Assignment 1> Summarize the bond market text in two sentences.
Assignment 2> Set down, word for word, the part of the bond market text that begins at the words "Benchmark 10-year US" and stops after the words "higher-risk, higher-reward investments.".

Source text>
===============

The bond market is now offering equity-like yields not seen since before the global financial crisis, possibly making fixed income one of the most attractive asset classes for investors. It follows one of the worst years on record in 2022, when aggressive rate hikes by central banks prompted a decline in the price of existing bonds, generating heavily negative returns.
In a roundtable hosted by Investment Magazine and global investment manager T. Rowe Price, participants representing super funds, research houses and asset consultants discussed whether bonds were back in favour, the outlook for inflation and interest rates, implications for other segments in fixed income such as private credit and how investors are incorporating ESG risks in valuations.
Benchmark 10-year US Treasury yields topped 5 per cent in late October on growing expectations the US Federal Reserve would keep interest rates higher for longer. Yields have since slipped to 4.6 per cent. A rising yield indicates falling demand for safe government bonds with investors preferring higher-risk, higher-reward investments.
“The conflict there is that the central banks’ impatience to see the effects of their monetary tightening is actually leading them to make a mistake. It’s leading them to tighten by too much,” said Quentin Fitzsimmons, senior portfolio manager at T. Rowe Price.

===============

The data>
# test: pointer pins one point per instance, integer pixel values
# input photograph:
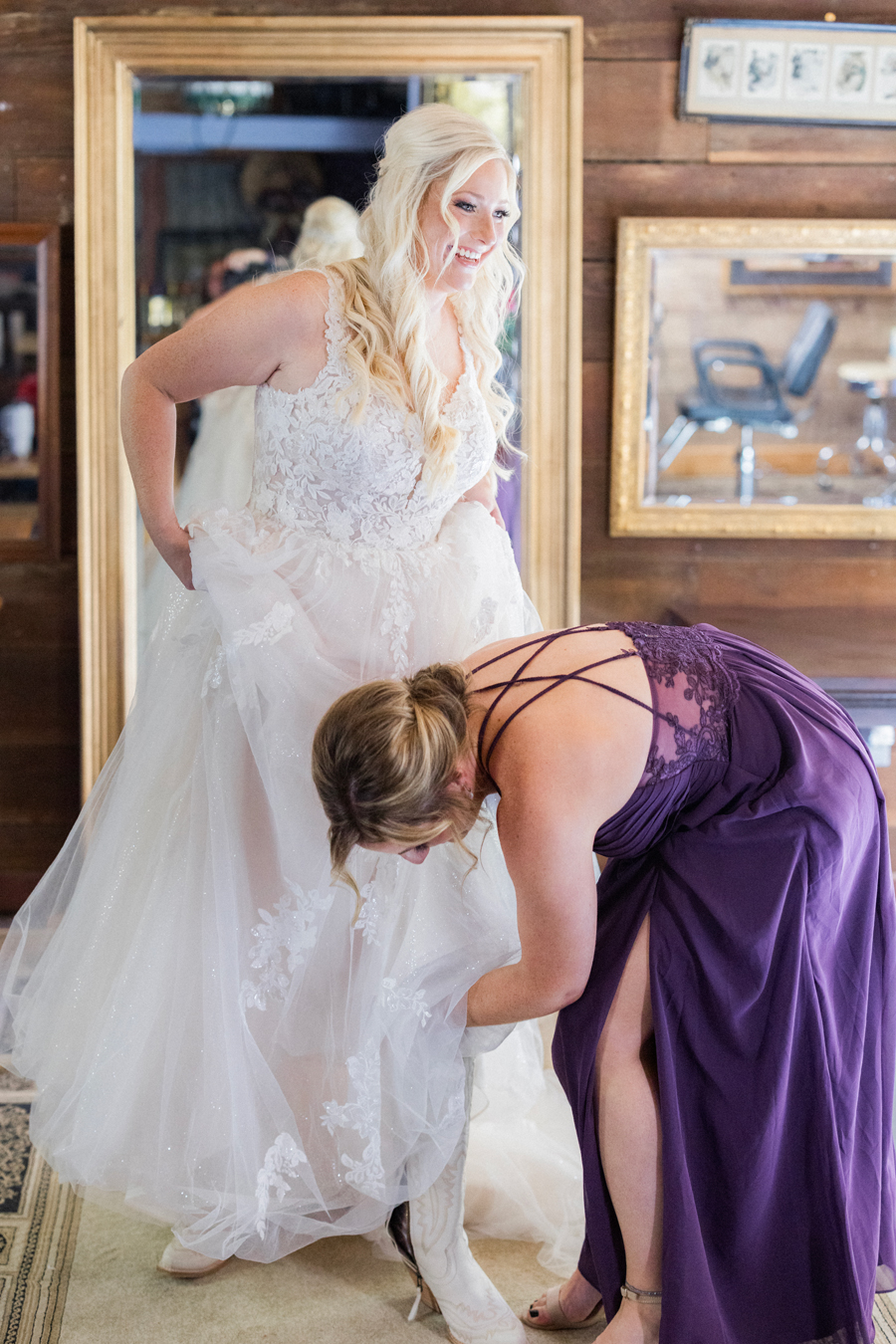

===============

Written response 1> Bonds now offer yields not seen since before the global financial crisis, after 2022 brought heavily negative returns as aggressive central bank rate hikes pushed down the prices of existing bonds. At a roundtable hosted by Investment Magazine and T. Rowe Price, participants discussed whether bonds were back in favor and the outlook for inflation and interest rates, while benchmark 10-year US Treasury yields topped 5 percent in late October before slipping to 4.6 percent.

Written response 2>
Benchmark 10-year US Treasury yields topped 5 per cent in late October on growing expectations the US Federal Reserve would keep interest rates higher for longer. Yields have since slipped to 4.6 per cent. A rising yield indicates falling demand for safe government bonds with investors preferring higher-risk, higher-reward investments.